[Stored items]
§ §

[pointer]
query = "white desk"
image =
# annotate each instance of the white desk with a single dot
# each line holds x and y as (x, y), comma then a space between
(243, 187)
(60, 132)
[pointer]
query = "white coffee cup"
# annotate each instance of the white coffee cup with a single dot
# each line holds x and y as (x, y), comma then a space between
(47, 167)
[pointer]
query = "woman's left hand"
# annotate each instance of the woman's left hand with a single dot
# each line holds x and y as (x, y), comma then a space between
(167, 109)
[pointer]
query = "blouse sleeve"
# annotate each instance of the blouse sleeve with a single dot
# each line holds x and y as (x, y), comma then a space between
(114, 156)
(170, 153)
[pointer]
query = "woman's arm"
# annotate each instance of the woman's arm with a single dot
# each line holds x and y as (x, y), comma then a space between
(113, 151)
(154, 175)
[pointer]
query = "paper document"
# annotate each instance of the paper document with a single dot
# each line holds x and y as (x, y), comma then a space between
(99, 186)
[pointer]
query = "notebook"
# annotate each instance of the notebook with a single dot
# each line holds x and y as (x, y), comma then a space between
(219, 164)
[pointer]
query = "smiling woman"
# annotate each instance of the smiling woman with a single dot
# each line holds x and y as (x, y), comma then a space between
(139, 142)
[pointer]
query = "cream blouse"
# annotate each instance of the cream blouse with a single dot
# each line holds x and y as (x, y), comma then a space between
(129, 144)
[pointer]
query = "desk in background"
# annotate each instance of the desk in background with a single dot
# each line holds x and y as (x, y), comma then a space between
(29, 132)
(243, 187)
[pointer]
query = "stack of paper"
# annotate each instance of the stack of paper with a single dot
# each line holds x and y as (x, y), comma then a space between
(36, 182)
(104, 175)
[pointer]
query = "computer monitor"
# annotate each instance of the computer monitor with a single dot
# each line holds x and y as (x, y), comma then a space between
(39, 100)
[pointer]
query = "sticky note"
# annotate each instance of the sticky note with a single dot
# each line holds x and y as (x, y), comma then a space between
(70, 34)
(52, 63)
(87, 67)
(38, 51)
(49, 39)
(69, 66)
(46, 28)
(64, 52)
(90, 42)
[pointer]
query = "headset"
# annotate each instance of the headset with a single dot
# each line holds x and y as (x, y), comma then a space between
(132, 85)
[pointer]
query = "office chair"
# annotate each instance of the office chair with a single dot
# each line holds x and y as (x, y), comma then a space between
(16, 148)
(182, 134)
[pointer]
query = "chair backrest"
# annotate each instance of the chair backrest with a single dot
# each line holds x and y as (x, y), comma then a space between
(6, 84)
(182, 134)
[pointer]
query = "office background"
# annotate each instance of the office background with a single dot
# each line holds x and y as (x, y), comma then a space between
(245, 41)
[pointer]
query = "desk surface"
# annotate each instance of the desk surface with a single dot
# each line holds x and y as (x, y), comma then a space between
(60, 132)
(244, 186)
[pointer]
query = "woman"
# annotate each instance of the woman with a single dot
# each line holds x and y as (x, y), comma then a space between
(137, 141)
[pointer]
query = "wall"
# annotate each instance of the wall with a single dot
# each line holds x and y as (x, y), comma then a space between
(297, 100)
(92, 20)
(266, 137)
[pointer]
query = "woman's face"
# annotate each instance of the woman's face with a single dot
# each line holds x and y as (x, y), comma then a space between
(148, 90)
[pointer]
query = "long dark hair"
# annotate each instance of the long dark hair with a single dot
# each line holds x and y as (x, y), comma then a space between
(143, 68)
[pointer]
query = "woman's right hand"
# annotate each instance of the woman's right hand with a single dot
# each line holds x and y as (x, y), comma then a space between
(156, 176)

§ §

What lines above contain the word "chair"? Please copy each one.

query = "office chair"
# annotate each instance of the office chair with a single dot
query = "chair backrest"
# annotate each instance of the chair backrest with a single dot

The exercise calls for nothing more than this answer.